Goal:
Answer these questions from the text on the Databricks commit protocol below.
(a) What kind of file is _committed_<id>, and what does it contain?
(b) By default, how old must uncommitted files be before VACUUM removes them?
(c) Besides using another tool, what way of reading the folder also picks up the uncommitted files?

Text to read:
>>>>

Problem
You had a network issue (or similar) while a write operation was in progress. You are rerunning the job, but partially uncommitted files during the failed run are causing unwanted data duplication.
Cause
How Databricks commit protocol works:
- The DBIO commit protocol (AWS | Azure | GCP) is transactional. Files are only committed after a transaction successfully completes. If the job fails in the middle of a transaction, only _started_<id> and other partially written data files are stored.
- When the job is rerun, a new _started_<id> file is created. Once the transaction is successfully completed a new _committed_<id> file is generated. This _committed_<id> file is a JSON file that contains all the parquet file names to be read by the upstream.
- If you read the folder using Apache Spark there are no duplicates as it only reads the files which are inside _committed_<id>.
- To delete the uncommitted data files from the target path, DBIO runs VACUUM at the end of every job. By default, uncommitted files older than 48 hours (2 days) are removed.
When the issue occurs:
- If you read the folder within two days of the failed job, using another tool (which does not use DBIO or Spark) or read the folder with a wildcard (spark.read.load('/path/*')), all the files are read, including the uncommitted files. This results in data duplication.

<<<<

Supplied material:
>>>>

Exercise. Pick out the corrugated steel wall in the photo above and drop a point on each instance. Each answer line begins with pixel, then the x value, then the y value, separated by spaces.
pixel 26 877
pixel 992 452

<<<<

Response:
(a) It is a JSON file that contains all the parquet file names to be read by the upstream.
(b) Older than 48 hours (2 days).
(c) Reading the folder with a wildcard (spark.read.load('/path/*')).